Which lines in the entries below contain the word "dark"? Gather each of them and copy it out in full.
-*-*-
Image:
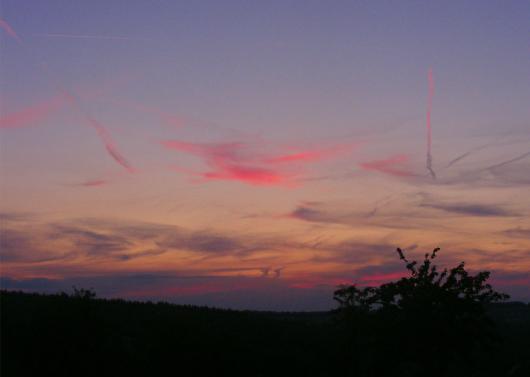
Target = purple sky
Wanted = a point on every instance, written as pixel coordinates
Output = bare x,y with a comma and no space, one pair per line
256,154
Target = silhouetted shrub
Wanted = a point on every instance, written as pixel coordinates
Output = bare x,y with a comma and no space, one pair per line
429,323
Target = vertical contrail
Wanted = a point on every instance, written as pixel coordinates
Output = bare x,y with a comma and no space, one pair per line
429,129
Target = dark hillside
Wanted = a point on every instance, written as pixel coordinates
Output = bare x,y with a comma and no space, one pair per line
61,335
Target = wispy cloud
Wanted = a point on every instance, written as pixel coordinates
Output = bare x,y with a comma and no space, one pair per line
236,161
88,36
32,114
518,232
110,146
394,165
469,209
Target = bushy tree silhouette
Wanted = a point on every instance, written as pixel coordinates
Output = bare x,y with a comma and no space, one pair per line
428,322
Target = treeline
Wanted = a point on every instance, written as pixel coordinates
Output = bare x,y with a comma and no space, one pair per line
79,335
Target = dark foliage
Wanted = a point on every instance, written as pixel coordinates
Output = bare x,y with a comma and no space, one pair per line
428,324
431,322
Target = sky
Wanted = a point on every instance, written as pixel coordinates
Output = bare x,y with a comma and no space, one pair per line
255,155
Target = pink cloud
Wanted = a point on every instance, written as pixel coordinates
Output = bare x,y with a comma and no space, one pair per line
229,163
394,165
9,30
94,183
110,146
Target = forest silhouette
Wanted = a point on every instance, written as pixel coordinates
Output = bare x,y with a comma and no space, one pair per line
431,322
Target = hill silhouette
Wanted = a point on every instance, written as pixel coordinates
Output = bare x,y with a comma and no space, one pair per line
436,323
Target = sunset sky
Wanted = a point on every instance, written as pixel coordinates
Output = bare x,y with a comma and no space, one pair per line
255,155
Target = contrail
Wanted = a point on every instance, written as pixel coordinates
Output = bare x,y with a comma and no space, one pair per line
9,30
101,130
81,36
429,129
105,137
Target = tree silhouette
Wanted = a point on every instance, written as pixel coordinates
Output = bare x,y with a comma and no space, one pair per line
430,322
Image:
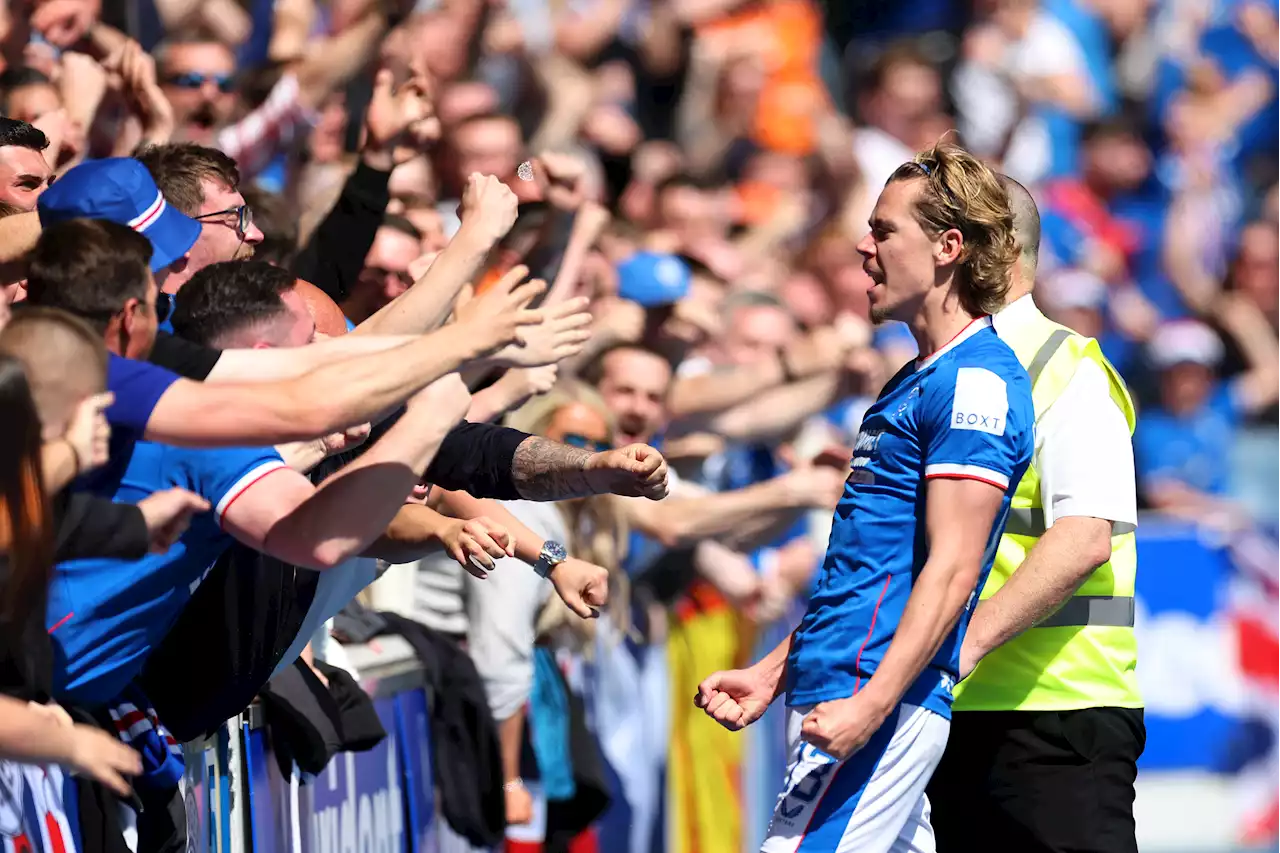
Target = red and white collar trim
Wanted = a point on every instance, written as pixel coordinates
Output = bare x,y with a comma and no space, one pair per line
149,217
976,325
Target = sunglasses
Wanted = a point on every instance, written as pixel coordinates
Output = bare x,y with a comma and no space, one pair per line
195,80
243,217
164,306
583,442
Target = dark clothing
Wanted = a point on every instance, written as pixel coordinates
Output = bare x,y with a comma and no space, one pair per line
474,457
188,360
334,256
95,527
83,527
243,617
1038,781
464,735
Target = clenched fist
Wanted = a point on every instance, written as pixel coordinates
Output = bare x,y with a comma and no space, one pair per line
636,470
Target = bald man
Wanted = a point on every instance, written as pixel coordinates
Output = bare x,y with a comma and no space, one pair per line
1047,728
65,365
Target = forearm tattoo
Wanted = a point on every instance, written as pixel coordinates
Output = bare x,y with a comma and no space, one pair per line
547,470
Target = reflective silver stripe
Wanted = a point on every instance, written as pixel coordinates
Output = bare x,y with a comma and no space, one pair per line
1025,521
1037,366
1109,611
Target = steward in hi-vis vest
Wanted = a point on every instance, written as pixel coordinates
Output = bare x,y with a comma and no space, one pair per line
1047,723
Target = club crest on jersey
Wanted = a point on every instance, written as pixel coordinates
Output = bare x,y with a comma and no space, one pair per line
981,401
864,450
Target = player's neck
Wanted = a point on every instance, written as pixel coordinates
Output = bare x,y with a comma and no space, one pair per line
937,324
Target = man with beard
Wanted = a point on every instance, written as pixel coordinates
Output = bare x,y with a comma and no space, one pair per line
23,170
869,670
204,183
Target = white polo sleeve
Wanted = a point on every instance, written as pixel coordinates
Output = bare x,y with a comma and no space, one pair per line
1084,455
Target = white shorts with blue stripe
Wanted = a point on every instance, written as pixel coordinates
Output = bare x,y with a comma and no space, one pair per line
872,802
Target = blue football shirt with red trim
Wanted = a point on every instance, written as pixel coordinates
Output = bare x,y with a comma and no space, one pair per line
965,411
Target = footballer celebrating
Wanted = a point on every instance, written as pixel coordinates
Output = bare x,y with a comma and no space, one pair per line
868,673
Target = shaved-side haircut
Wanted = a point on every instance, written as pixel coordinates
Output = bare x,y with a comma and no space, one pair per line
64,360
1025,223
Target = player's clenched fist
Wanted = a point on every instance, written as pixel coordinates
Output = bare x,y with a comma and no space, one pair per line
583,585
734,698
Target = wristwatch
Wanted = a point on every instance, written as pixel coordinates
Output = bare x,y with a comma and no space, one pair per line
552,555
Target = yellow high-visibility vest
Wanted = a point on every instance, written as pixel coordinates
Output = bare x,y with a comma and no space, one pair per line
1084,655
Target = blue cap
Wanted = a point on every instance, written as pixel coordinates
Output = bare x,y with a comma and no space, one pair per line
653,279
120,190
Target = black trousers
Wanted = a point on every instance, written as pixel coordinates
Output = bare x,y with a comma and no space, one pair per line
1038,781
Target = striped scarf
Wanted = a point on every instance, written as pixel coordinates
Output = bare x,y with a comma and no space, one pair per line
136,724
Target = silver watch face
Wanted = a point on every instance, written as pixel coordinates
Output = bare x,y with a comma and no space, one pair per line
553,552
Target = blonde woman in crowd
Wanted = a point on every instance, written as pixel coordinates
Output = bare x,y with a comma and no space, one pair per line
512,612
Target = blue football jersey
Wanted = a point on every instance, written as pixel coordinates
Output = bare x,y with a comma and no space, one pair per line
106,615
963,413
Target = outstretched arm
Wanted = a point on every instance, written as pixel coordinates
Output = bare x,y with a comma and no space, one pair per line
321,527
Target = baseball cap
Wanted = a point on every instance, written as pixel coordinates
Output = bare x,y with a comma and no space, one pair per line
653,279
120,190
1182,341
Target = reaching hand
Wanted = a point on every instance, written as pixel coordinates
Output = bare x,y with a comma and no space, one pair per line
562,179
489,209
64,22
137,73
562,333
347,439
401,121
478,541
168,514
88,433
583,587
520,804
734,698
100,756
636,470
499,316
444,400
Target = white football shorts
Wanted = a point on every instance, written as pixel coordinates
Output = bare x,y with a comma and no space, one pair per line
872,802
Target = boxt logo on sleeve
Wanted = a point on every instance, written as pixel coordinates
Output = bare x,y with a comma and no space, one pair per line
981,401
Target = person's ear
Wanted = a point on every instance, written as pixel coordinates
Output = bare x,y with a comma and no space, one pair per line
949,247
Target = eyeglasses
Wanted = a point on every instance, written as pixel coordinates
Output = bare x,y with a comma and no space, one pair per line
583,442
243,217
195,80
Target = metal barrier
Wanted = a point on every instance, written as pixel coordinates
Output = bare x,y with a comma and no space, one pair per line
240,799
1192,794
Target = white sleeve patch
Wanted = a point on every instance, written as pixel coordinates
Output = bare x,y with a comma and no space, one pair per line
981,401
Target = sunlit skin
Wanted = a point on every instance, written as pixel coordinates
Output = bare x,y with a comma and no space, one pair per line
634,384
23,176
581,422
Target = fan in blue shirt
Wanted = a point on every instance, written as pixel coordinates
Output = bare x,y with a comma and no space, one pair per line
106,615
869,670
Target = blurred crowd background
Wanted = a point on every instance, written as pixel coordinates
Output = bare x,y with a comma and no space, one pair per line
723,156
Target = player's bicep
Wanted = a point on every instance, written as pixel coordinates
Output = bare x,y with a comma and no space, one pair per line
261,497
968,433
959,516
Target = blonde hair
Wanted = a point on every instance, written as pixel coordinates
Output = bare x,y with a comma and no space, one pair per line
597,528
964,194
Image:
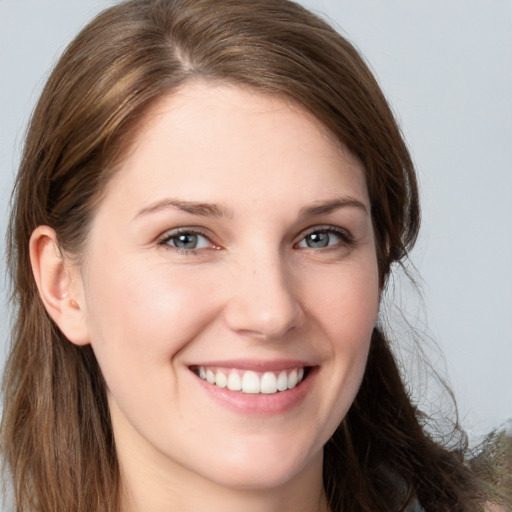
-*-*-
Answer to the problem →
Target = dark hillside
Target = dark foliage
Target = dark clothing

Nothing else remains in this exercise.